ZU LESENDER AUSZUG>

Projekt „Fußball Grenzenlos“ des BFV: Wie Geflüchtete in Berlin zu Schiedsrichtern ausgebildet werden

Bereits zum zweiten Mal lassen sich geflüchtete Menschen im Berliner Fußball zu Schiedsrichtern ausbilden. Sprachprobleme sind dabei kein Nachteil.

Keine 30 Sekunden sind gespielt auf dem Kunstrasenplatz im Grunewald. Abedaljawad Abedalrahman hat einem Spieler soeben die Gelbe Karte gezeigt, als Stefan Schumacher das Trainingsspiel unterbricht. „Die Körpersprache war gut – aber du bist zu nett“, sagt der Lehrgangsleiter.

Schumacher stellt sich direkt neben Abedalrahman und zeigt ihm mit entschlossener Gestik und Mimik, wie er seiner Entscheidung noch mehr Nachdruck verleihen kann. Mit knappen, unmissverständlichen Sätzen. Abedalrahman hört aufmerksam zu und nickt verständnisvoll. Wie auch die zwölf anderen Anwärter des Projekts „Fußball Grenzenlos“, die sich am kalten Dezemberabend zur Praxiseinheit beim Berliner SC zusammengefunden haben. Normalerweise gehört ein solcher Termin nicht zum Routineprogramm. Doch dieser Schiedsrichterlehrgang ist eben nicht normal.

Ende Januar sind die Schiedsrichter ausgebildet

Zum zweiten Mal nach dem Vorjahr bildet der Berliner Fußballverband (BFV) in dem Projekt geflüchtete Menschen als Schiedsrichter aus. An elf Terminen bringt Stefan Schumacher gemeinsam mit seinem Referenten Ülver Sava den Teilnehmern wichtige Regeln und Verhaltensweisen bei. Bis sie sich nach erfolgreicher Abschlussprüfung Ende Januar dann offiziell Schiedsrichter nennen dürften.

Die Idee dazu kam 2018 auf. Die Gründe dahinter sind der Wille des BFV, etwas für die Integration zu tun, und der Schiedsrichtermangel in Berlin. Viele unterklassige Spiele können nicht mit Schiedsrichtern besetzt werden – was auch mit den Gewaltauswüchsen auf den Amateurplätzen zu tun hat.

Davon will sich Abedaljawad Abedalrahman aber nicht beeinflussen lassen. Er hat sich dem Lehrgang aus einem ganz bestimmten Grund angeschlossen: „Weil ich die Gerechtigkeit liebe“, sagt der 24-Jährige aus Syrien. „Wenn ich Fußball gucke, gibt es immer viele falsche Entscheidungen – und ich möchte es einfach besser machen.“

Leiter und Anwärter. Stefan Schumacher (l.) neben Abedaljawad Abedalrahman.

BEREITGESTELLTE DATEN>
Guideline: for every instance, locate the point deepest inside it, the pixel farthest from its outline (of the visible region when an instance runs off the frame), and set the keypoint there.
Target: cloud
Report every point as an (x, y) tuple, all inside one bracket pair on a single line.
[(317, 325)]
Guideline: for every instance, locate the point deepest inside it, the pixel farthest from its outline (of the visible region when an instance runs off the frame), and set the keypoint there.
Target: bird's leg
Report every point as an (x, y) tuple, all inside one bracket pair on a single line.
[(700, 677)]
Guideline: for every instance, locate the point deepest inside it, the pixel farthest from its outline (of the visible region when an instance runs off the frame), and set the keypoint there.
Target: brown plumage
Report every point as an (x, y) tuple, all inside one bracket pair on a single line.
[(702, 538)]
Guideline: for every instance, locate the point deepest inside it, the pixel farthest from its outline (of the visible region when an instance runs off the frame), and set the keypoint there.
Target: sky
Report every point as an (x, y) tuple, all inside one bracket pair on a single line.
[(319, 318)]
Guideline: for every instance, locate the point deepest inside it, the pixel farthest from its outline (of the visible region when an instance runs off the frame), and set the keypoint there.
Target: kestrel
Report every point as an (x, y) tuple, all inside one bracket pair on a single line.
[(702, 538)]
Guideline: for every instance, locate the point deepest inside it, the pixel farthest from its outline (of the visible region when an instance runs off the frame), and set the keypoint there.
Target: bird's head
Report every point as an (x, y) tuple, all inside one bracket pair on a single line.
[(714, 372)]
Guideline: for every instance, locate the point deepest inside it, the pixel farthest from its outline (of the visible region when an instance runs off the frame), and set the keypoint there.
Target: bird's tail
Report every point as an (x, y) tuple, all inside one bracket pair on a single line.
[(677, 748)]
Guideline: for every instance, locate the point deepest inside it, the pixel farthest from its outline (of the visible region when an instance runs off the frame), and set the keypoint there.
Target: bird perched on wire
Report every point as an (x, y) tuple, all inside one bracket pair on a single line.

AUFGABE A> Fassen Sie den Auszug über die Schiedsrichterausbildung Geflüchteter in Berlin in zwei Sätzen zusammen.
AUFGABE B> Geben Sie die Zeilen der bereitgestellten Daten als nummerierte Liste wieder, beginnend mit der ersten Zeile und fortlaufend bis einschließlich der Zeile mit „[(317, 325)]“. Leerzeilen entfallen.

ERWARTETE ANTWORT A> Der Berliner Fußballverband bildet im Projekt „Fußball Grenzenlos“ bereits zum zweiten Mal geflüchtete Menschen an elf Terminen zu Schiedsrichtern aus, die sich nach erfolgreicher Abschlussprüfung Ende Januar offiziell Schiedsrichter nennen dürfen. Hinter der 2018 entstandenen Idee stehen der Wille des Verbands, etwas für die Integration zu tun, und der Schiedsrichtermangel in Berlin; der Teilnehmer Abedaljawad Abedalrahman aus Syrien macht mit, weil er die Gerechtigkeit liebt.

ERWARTETE ANTWORT B>
1. Guideline: for every instance, locate the point deepest inside it, the pixel farthest from its outline (of the visible region when an instance runs off the frame), and set the keypoint there.
2. Target: cloud
3. Report every point as an (x, y) tuple, all inside one bracket pair on a single line.
4. [(317, 325)]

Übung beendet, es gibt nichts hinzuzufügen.